Pictures are to be omitted; everything else in the data must be transcribed exactly.

****************************************

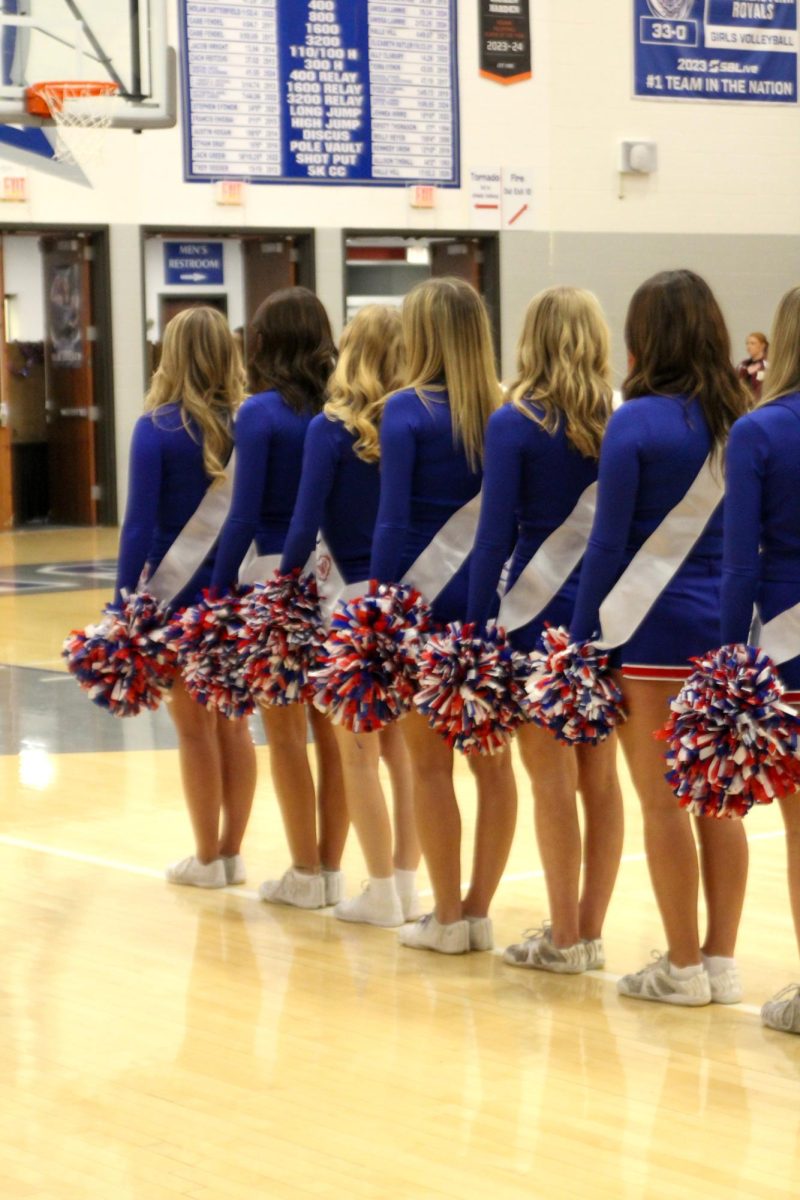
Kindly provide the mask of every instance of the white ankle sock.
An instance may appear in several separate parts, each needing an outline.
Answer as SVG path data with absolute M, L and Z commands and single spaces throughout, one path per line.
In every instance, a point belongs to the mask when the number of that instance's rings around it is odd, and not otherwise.
M 417 890 L 417 872 L 406 871 L 403 867 L 395 867 L 394 882 L 398 896 L 413 896 Z
M 691 963 L 688 967 L 673 967 L 669 964 L 669 973 L 673 979 L 694 979 L 695 975 L 702 975 L 705 967 L 700 963 Z
M 391 904 L 393 900 L 399 900 L 394 875 L 389 875 L 386 879 L 375 879 L 370 875 L 369 890 L 379 904 Z
M 709 975 L 724 975 L 736 966 L 736 959 L 725 958 L 722 954 L 704 954 L 703 966 Z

****************************************

Result of this task —
Kindly provide the mask of every instance of the white ankle sock.
An instance may appear in several separate parts, each needing an outline.
Answer as SVG path data with absolute M, L and Z commands and single spaces throughout, one path per line.
In every instance, a point belongs to the mask when the number of that instance's rings around it is odd, and not otherwise.
M 417 890 L 417 872 L 406 871 L 403 867 L 395 867 L 394 882 L 398 896 L 413 896 Z
M 691 963 L 688 967 L 673 967 L 669 964 L 669 973 L 673 979 L 694 979 L 695 975 L 702 975 L 705 967 L 700 963 Z
M 391 904 L 393 900 L 399 900 L 394 875 L 389 875 L 386 879 L 375 879 L 370 875 L 369 890 L 379 904 Z
M 709 975 L 724 975 L 736 966 L 736 959 L 725 958 L 722 954 L 704 954 L 703 966 Z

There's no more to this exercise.